Position annotation records:
________________________________________

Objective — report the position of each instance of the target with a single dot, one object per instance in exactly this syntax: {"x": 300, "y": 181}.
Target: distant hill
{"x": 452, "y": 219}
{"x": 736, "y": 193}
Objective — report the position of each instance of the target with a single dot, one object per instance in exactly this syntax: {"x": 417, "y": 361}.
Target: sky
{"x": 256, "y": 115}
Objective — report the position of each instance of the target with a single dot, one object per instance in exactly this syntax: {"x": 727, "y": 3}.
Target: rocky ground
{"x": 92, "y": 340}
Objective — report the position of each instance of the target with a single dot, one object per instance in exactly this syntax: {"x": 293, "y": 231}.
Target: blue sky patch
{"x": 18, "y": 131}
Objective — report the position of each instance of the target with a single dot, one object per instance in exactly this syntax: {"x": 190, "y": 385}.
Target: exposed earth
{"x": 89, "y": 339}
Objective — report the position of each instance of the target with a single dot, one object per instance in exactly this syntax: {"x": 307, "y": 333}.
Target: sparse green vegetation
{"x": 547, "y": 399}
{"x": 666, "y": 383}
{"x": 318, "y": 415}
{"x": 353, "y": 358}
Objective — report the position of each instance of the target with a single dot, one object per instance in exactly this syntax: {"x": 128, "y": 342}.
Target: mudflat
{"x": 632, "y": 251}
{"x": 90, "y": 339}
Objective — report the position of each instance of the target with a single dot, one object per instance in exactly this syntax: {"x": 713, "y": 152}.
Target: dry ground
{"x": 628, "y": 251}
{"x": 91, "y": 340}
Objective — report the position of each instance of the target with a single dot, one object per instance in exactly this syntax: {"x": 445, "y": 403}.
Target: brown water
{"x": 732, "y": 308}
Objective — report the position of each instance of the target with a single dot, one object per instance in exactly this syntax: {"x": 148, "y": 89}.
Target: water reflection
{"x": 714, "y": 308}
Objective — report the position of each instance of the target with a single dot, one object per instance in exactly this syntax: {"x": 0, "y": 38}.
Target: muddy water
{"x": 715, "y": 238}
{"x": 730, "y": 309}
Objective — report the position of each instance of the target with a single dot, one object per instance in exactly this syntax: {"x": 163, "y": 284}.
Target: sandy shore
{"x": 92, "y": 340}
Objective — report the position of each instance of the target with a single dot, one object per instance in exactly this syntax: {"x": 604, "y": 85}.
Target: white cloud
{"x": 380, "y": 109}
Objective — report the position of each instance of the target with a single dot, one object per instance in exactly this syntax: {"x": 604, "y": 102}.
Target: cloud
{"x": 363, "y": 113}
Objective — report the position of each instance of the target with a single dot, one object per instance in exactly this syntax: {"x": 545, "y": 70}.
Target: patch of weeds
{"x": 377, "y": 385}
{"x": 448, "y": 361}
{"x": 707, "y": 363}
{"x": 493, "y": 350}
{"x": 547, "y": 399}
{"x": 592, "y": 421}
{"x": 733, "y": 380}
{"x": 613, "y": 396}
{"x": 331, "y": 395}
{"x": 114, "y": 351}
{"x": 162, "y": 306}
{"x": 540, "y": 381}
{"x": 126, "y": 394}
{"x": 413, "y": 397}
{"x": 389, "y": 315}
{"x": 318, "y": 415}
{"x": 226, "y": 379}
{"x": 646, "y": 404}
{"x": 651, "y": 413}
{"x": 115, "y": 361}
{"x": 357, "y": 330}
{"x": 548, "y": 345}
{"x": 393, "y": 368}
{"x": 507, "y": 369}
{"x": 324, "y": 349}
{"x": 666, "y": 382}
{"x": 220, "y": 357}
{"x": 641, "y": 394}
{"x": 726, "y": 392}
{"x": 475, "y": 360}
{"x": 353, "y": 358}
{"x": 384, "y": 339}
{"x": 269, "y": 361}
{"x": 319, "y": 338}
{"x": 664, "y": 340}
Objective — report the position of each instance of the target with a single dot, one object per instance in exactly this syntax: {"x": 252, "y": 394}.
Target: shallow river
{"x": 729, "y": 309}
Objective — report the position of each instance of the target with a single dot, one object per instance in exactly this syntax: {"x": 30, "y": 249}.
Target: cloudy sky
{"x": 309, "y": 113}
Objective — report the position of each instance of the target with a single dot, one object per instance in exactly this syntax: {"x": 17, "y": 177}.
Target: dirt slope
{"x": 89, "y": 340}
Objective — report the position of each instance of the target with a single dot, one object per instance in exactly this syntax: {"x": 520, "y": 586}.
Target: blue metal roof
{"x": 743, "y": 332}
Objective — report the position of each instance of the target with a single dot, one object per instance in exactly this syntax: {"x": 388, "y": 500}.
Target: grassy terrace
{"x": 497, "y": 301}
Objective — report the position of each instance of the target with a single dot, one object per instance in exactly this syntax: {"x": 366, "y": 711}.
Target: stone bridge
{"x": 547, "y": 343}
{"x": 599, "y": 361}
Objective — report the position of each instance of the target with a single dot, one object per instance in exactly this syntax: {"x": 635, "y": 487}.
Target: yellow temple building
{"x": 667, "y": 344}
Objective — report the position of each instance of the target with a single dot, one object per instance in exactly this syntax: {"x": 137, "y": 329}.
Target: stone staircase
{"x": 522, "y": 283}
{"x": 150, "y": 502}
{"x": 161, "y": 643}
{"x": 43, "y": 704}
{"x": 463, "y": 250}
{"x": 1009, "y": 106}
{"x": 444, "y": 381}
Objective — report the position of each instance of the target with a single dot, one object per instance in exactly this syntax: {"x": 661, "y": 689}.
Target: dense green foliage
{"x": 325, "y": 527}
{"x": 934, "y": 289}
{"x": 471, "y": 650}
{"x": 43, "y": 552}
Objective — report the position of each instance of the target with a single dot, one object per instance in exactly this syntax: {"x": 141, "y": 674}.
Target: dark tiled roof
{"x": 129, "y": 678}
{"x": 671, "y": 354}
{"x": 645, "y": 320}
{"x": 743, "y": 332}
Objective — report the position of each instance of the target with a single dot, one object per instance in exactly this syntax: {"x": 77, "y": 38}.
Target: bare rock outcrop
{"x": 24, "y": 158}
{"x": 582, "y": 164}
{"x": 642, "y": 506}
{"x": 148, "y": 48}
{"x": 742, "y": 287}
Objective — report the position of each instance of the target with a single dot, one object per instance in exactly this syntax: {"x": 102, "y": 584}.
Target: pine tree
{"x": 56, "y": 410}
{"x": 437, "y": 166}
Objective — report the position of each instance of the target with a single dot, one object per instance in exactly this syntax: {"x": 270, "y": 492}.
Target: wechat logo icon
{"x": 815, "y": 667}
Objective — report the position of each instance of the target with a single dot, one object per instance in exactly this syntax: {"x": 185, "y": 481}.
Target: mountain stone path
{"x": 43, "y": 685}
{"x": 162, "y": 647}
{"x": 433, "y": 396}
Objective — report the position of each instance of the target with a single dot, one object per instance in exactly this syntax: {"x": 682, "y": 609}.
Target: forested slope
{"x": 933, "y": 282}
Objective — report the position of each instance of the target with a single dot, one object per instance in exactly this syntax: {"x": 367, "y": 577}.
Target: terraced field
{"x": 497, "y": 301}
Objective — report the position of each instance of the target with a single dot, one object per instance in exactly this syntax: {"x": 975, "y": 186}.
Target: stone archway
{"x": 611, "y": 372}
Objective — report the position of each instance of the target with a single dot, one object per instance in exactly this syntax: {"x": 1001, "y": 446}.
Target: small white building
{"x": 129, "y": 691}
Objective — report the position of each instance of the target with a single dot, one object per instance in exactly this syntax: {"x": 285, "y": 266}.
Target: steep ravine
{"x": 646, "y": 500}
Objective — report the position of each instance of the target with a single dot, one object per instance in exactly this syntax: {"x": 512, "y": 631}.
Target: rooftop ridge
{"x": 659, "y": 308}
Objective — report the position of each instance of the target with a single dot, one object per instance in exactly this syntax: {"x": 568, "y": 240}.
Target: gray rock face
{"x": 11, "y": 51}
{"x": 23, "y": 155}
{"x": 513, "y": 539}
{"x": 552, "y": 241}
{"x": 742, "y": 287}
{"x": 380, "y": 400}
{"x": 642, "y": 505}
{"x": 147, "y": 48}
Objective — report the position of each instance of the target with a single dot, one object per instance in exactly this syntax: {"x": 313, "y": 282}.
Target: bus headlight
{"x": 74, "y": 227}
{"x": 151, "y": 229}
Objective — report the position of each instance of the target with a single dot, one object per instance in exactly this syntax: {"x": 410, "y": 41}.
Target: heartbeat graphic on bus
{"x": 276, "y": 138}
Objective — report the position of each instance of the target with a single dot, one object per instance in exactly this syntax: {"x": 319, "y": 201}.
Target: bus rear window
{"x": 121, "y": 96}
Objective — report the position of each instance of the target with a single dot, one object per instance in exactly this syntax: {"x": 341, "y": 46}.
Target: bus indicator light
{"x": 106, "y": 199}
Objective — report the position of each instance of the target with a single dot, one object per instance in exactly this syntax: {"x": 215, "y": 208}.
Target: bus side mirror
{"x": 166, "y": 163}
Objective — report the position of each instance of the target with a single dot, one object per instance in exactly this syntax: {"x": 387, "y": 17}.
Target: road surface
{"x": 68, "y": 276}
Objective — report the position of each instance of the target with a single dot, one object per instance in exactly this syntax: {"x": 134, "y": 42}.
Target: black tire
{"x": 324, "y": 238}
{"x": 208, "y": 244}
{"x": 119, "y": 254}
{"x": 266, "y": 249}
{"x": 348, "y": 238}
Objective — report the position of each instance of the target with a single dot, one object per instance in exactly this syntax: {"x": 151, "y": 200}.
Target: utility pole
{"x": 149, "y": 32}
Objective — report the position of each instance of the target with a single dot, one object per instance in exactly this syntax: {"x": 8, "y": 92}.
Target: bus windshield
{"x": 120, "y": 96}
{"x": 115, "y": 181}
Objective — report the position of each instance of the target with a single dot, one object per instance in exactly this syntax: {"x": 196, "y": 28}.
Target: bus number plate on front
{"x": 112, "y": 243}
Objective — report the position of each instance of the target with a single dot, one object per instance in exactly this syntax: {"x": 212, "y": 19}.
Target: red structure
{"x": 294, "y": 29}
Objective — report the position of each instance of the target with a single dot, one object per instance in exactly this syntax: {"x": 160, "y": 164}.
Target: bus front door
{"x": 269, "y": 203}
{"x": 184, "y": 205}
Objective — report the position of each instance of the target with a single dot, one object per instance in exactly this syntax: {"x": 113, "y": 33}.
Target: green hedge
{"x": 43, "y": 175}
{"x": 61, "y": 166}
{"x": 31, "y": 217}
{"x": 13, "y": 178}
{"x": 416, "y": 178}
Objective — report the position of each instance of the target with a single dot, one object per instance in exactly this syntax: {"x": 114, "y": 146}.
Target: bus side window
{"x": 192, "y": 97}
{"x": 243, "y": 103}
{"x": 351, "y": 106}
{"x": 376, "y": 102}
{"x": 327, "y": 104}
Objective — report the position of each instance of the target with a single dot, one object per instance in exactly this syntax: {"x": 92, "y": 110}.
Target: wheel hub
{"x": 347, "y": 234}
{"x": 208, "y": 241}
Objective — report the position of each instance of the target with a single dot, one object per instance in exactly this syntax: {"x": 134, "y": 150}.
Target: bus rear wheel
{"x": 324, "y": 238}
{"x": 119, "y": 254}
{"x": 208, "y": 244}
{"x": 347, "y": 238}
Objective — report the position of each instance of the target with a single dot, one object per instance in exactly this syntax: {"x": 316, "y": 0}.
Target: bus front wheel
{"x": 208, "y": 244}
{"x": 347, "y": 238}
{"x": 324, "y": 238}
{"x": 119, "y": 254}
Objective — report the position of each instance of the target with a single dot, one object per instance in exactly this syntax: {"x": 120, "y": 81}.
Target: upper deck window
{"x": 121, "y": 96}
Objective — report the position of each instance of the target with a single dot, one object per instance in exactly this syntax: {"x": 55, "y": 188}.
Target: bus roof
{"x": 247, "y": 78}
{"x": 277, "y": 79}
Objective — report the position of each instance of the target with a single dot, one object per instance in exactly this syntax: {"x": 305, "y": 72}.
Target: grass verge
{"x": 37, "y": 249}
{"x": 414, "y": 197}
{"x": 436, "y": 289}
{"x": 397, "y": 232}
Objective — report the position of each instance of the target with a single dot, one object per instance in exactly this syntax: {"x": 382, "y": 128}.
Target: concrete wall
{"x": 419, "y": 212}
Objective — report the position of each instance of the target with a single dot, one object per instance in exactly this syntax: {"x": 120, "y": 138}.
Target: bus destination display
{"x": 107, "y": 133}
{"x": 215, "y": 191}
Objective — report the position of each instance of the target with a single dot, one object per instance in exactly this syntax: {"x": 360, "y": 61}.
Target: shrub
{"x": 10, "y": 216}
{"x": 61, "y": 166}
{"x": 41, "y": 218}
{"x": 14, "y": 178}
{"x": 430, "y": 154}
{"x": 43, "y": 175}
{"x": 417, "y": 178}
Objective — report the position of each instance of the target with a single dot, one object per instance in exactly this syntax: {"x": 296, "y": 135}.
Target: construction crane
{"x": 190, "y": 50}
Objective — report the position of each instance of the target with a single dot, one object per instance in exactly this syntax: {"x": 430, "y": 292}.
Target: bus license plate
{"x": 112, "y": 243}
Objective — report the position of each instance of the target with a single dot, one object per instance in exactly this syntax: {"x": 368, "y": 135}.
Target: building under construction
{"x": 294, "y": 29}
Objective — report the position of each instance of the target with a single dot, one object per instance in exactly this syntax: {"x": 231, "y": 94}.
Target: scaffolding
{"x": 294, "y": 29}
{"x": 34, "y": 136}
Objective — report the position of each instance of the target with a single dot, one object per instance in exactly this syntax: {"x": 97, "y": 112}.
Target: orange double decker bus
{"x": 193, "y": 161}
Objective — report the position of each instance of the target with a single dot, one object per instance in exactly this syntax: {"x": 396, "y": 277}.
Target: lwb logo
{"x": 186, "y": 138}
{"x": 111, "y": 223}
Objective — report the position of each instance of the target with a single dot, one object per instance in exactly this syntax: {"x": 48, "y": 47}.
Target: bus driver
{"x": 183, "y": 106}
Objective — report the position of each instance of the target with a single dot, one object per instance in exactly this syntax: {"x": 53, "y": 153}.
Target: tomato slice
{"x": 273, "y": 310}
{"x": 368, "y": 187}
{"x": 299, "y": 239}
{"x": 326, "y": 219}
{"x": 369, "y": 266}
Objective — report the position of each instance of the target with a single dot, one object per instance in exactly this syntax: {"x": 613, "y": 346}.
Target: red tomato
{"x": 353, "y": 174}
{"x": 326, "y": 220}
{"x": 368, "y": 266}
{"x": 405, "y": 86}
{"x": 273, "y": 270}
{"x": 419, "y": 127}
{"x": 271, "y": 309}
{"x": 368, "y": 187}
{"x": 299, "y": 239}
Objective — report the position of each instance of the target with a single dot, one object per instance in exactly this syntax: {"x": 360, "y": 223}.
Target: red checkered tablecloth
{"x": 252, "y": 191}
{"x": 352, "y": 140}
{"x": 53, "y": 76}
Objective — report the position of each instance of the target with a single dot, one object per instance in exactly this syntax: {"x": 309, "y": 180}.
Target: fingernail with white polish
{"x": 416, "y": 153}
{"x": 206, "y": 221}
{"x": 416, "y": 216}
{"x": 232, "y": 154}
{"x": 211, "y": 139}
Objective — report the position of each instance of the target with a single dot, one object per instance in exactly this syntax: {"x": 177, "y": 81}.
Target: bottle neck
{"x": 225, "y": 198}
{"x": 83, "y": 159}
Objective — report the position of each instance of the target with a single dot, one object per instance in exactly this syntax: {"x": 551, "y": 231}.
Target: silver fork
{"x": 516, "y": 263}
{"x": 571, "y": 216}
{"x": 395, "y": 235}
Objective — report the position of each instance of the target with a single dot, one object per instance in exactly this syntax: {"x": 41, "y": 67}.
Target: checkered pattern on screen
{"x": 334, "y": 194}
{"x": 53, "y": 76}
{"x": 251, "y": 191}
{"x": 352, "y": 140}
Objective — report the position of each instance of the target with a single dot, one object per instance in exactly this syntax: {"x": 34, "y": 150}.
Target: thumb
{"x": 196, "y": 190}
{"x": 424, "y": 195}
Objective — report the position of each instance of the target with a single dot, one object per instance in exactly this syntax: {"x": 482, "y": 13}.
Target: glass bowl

________________________________________

To do:
Count the lines in the material above that contain the string "wheel", and give only that number.

Solution to the problem:
3